Extract:
☆ ☆ ☆ ☆ ☆

Gertz Girlz Lisa and Eva have been ramping up college campus visits these days, while Lisa and Dee scratch their heads, wondering how we got to Eva’s senior year so fast. Rites of passage are part and parcel of a child’s journey into adulthood, and while for teens it’s all about tomorrow, we adults find ourselves yearning for yesterday. With little birdie Eva preparing to fly the nest and meet her future, Lisa and Dee have been reflecting on past family meals. For example, how many times have you heard someone say, I tried a recipe and it was a big hit. Those hit recipes often go on to become legendary, highly anticipated year after year, and ideally preserved in the family archives. So much of what is placed on the family table ends up more in our hearts than in our stomachs.
My mother, born Marie-Jocelyne Francoise Cardinal, is affectionately known by one and all (including her grandchildren) as Jocie. She has a 100% French-Canadian family and culinary background and is a wonderful cook. So my three siblings and I, and my father, were pretty lucky. It wasn’t till my young world opened up a bit though, and I started to venture outside my own family table, that I began to realize and appreciate her cooking skills. A mother of the 1960’s and 70’s, with a large family to feed three times a day, Jocie stuck to the basics like most women of that era. She cooked the middle-class favorites, but she cooked them really well. Her homemade (everything was homemade back then) spaghetti and meatballs were so good, I remember a neighbor boy who had eaten them once, and then tried to wrangle a dinner invitation when I told him that’s what we were having!
When I was 14, my mother went to work full time. Luckily her job was only a five minute drive away so she was able to keep close tabs on her latchkey daughter, now responsible for watching out for two younger brothers (and not very well, but that’s another story). Weekly food shopping was always on Thursdays after work, and dinner was always a Swanson aluminum tray with turkey, stuffing, wrinkly mixed vegetables, and a spongy (i.e., strange) cherry cobbler. I didn’t mind at first, but she became dependent on these meals and who can blame her? If we all loved to make a home cooked meal night after night, after eight hours of work day after day, there wouldn’t be a need for Blue Apron and the like.
Frozen dinners are not something I miss, but at some point, and perhaps to assuage her guilt, my mother began making special birthday meals and we got to choose whatever we wanted. My brother Stu always chose Veal or Chicken Parm, and both were wonderful (I have since stopped eating veal for ethical reasons). My go-to was roast beef with mushroom gravy, mashed potatoes, creamed corn and pita bread, sliced in halves lengthwise, and generously buttered and broiled until bubbly and slightly browned around the edges. All bow to the Carb Queen!
Even though my siblings and I are all in our 50’s now, we can all easily recall what our favorite “Jocie” dinners were when we were kids. I sent a poll via text for the purpose of this blog post, and literally got a reply within minutes from all of them. Mike was all over her American Chop Suey. For Jim, it was her Chicken Cordon Blue. But there’s always a Fussy One in every family…in this case it was my sister Lynn, who wryly informed me she was never a member of The Clean Plate Club. Apparently she only liked roast pork and only if it was well done! No wonder she was the skinny one! My dad who passed away almost twenty years ago, made no secret of the fact that he loved his wife’s New England Boiled Dinner (always served on a Sunday).

☆ ☆ ☆ ☆ ☆

Dataset excerpts:
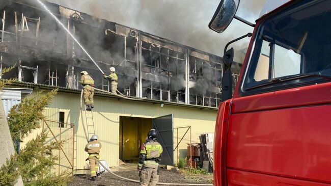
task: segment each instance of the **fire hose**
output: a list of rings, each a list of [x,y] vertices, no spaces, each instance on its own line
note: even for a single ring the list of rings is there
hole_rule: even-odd
[[[112,95],[116,95],[115,94],[113,94],[113,93],[110,93],[109,92],[104,91],[104,90],[102,90],[98,89],[96,89],[96,88],[93,88],[93,89],[94,89],[96,90],[101,91],[102,92],[106,92],[107,93],[110,93]],[[85,124],[84,123],[84,120],[82,119],[84,118],[84,117],[83,117],[83,111],[84,111],[84,110],[83,110],[83,104],[82,104],[82,95],[83,95],[83,90],[82,90],[81,92],[80,93],[80,114],[81,114],[81,122],[82,122],[82,126],[83,126],[83,129],[84,130],[84,133],[85,134],[85,137],[86,138],[86,140],[87,141],[87,142],[88,143],[89,141],[89,137],[88,137],[88,134],[87,134],[87,129],[85,127]],[[119,96],[119,95],[117,95]],[[124,97],[124,96],[120,96],[120,97],[124,97],[124,98],[129,98],[128,97]],[[132,179],[129,179],[129,178],[125,178],[124,177],[118,175],[114,173],[114,172],[113,172],[113,171],[112,171],[112,170],[111,170],[109,169],[109,168],[106,167],[103,164],[102,164],[102,163],[101,162],[100,162],[99,161],[99,160],[96,159],[96,161],[98,162],[98,163],[99,163],[99,164],[102,167],[103,167],[104,168],[104,169],[105,170],[108,171],[109,173],[112,174],[114,176],[116,176],[116,177],[118,177],[118,178],[119,178],[120,179],[122,179],[126,180],[126,181],[134,182],[135,182],[135,183],[139,183],[140,182],[139,180],[136,180]],[[199,186],[199,185],[200,185],[200,186],[212,186],[212,185],[213,185],[213,184],[203,184],[203,183],[172,183],[158,182],[157,184],[159,184],[159,185],[197,185],[197,186]]]
[[[72,39],[76,41],[76,42],[78,44],[78,45],[81,48],[81,49],[83,50],[83,51],[88,55],[88,56],[91,59],[91,60],[92,61],[92,62],[94,63],[94,64],[97,66],[99,70],[102,73],[102,74],[104,74],[103,73],[103,71],[102,71],[102,70],[99,67],[99,66],[97,64],[97,63],[94,61],[94,60],[92,59],[92,58],[91,57],[91,56],[88,53],[87,51],[83,47],[83,46],[81,45],[81,44],[78,42],[78,41],[75,38],[75,37],[73,36],[73,35],[70,33],[70,32],[69,31],[68,29],[66,28],[66,26],[64,26],[64,25],[58,19],[58,18],[52,13],[52,12],[48,9],[48,8],[41,2],[40,0],[36,0],[37,2],[38,2],[44,9],[45,10],[46,10],[46,12],[47,12],[50,16],[57,21],[58,23],[60,25],[62,28],[65,30],[68,34],[72,38]],[[94,90],[98,90],[98,91],[101,91],[102,92],[106,92],[107,93],[109,93],[111,94],[114,95],[116,95],[117,96],[122,97],[124,99],[134,99],[134,100],[136,100],[136,99],[146,99],[146,98],[137,98],[137,99],[134,99],[134,98],[130,98],[128,97],[126,97],[125,96],[124,96],[123,94],[122,94],[118,90],[117,90],[118,92],[119,92],[120,94],[111,94],[109,92],[107,91],[105,91],[103,90],[101,90],[100,89],[97,89],[96,88],[94,88]],[[88,137],[88,135],[87,132],[87,129],[85,128],[85,125],[84,124],[84,121],[83,118],[83,110],[82,110],[82,95],[83,95],[83,90],[82,90],[81,93],[80,94],[80,114],[81,114],[81,121],[82,121],[82,124],[83,125],[83,128],[84,129],[84,132],[85,133],[85,137],[86,138],[86,140],[88,141],[88,142],[89,141],[89,137]],[[117,174],[113,173],[111,170],[109,170],[107,167],[106,167],[104,165],[103,165],[101,162],[99,161],[98,160],[97,160],[97,162],[100,164],[100,165],[102,166],[107,171],[109,172],[111,174],[114,175],[114,176],[119,177],[121,179],[124,179],[125,180],[127,180],[129,181],[132,181],[134,182],[139,182],[140,181],[138,180],[135,180],[133,179],[128,179],[125,178],[124,177],[122,177],[118,175]],[[201,186],[204,186],[204,185],[213,185],[212,184],[200,184],[200,183],[157,183],[158,184],[162,184],[162,185],[201,185]]]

☆ ☆ ☆ ☆ ☆

What the task requires:
Reproduce verbatim everything in the family-dinners essay from "Even though my" down to "on a Sunday).".

Right answer:
Even though my siblings and I are all in our 50’s now, we can all easily recall what our favorite “Jocie” dinners were when we were kids. I sent a poll via text for the purpose of this blog post, and literally got a reply within minutes from all of them. Mike was all over her American Chop Suey. For Jim, it was her Chicken Cordon Blue. But there’s always a Fussy One in every family…in this case it was my sister Lynn, who wryly informed me she was never a member of The Clean Plate Club. Apparently she only liked roast pork and only if it was well done! No wonder she was the skinny one! My dad who passed away almost twenty years ago, made no secret of the fact that he loved his wife’s New England Boiled Dinner (always served on a Sunday).